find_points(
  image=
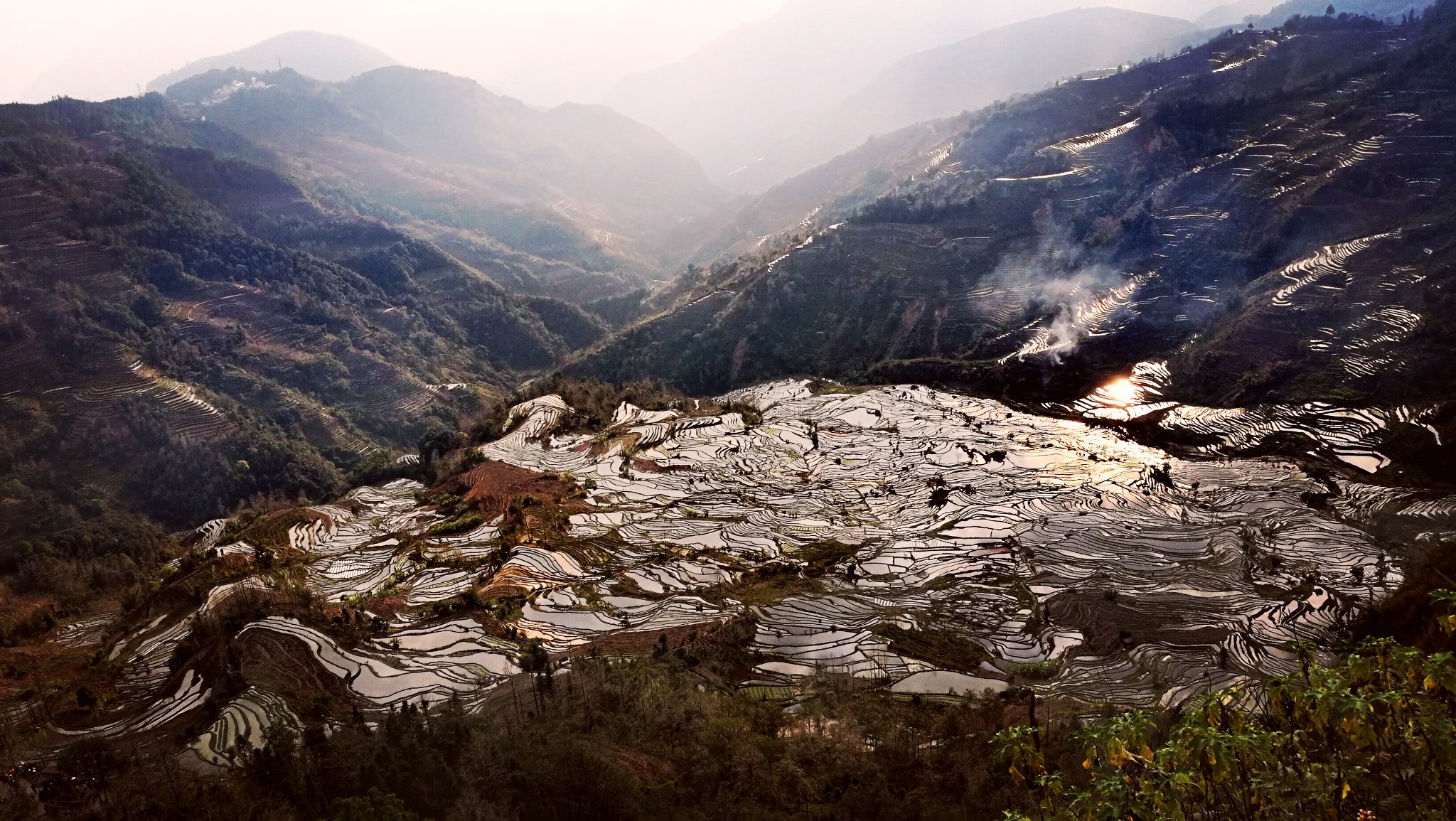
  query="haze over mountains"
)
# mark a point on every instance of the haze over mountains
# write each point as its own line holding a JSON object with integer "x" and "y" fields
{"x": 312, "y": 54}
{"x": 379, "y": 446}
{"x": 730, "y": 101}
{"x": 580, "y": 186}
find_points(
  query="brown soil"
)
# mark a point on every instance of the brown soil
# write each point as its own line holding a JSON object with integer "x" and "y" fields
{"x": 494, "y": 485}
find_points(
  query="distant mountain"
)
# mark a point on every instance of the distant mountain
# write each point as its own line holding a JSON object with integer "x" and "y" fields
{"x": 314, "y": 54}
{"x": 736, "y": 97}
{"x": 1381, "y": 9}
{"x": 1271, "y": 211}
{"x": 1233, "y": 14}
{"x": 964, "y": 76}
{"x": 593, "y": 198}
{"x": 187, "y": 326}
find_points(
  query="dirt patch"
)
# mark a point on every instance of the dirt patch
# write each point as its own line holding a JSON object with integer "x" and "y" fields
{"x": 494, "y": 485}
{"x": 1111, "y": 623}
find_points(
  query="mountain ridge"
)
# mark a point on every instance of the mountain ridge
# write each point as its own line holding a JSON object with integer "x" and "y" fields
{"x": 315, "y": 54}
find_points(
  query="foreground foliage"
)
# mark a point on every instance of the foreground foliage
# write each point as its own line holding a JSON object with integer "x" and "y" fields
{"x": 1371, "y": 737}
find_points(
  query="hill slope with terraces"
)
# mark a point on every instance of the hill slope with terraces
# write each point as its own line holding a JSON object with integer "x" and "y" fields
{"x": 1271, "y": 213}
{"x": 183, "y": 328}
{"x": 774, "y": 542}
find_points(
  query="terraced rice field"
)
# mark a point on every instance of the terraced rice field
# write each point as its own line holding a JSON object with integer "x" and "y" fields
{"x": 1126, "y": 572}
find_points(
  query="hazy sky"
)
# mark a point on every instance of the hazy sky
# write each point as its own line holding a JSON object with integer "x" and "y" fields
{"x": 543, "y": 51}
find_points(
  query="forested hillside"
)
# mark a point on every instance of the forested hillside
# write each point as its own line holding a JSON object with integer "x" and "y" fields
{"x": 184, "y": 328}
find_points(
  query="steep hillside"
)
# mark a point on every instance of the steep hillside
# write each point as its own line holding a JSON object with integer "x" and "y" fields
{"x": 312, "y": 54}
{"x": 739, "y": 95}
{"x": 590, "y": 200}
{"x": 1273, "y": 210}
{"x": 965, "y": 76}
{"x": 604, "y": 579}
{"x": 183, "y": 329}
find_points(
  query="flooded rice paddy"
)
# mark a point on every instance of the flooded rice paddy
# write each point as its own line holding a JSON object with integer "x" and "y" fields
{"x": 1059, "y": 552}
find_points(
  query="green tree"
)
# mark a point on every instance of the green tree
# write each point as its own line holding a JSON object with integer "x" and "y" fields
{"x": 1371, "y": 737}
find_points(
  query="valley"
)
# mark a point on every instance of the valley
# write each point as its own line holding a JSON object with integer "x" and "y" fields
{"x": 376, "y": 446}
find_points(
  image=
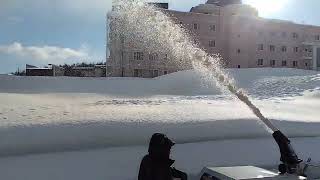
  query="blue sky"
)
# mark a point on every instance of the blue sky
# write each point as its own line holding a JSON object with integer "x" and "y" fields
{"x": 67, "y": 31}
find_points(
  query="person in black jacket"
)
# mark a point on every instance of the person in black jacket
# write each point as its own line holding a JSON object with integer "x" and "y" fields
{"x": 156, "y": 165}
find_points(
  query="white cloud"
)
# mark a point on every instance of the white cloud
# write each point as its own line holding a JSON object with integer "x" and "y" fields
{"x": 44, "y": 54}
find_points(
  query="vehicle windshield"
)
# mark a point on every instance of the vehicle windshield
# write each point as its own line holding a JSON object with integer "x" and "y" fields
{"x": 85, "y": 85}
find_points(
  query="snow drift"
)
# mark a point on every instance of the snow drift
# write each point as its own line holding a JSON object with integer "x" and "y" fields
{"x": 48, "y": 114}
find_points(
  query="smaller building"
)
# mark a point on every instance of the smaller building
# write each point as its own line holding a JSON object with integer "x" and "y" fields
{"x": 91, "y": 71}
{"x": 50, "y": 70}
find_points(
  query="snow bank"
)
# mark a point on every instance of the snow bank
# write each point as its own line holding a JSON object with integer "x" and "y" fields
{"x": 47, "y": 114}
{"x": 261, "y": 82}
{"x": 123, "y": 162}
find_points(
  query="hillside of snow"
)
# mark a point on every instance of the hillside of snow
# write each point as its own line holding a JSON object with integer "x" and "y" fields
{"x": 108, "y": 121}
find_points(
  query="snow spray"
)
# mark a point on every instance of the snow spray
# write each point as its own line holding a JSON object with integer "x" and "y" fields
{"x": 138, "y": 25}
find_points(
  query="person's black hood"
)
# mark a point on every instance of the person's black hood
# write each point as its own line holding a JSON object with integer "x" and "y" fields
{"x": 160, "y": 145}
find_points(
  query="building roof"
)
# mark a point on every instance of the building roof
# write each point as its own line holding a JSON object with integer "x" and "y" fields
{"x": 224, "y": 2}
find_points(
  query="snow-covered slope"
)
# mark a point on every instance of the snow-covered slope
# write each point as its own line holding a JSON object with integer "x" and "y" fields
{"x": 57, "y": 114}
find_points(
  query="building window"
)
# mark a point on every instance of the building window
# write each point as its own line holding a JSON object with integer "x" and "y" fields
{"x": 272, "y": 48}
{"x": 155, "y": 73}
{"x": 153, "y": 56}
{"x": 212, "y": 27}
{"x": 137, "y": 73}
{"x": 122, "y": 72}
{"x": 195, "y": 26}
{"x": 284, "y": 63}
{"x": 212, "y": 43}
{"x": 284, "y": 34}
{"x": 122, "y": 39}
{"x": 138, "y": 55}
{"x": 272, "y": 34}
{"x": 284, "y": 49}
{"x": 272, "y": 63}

* _YOUR TASK_
Gather each line of the listing containing the word "green" and show it.

* _ANSWER TO THIS PROBLEM_
  query="green tree"
# mark a point on every instance of the green tree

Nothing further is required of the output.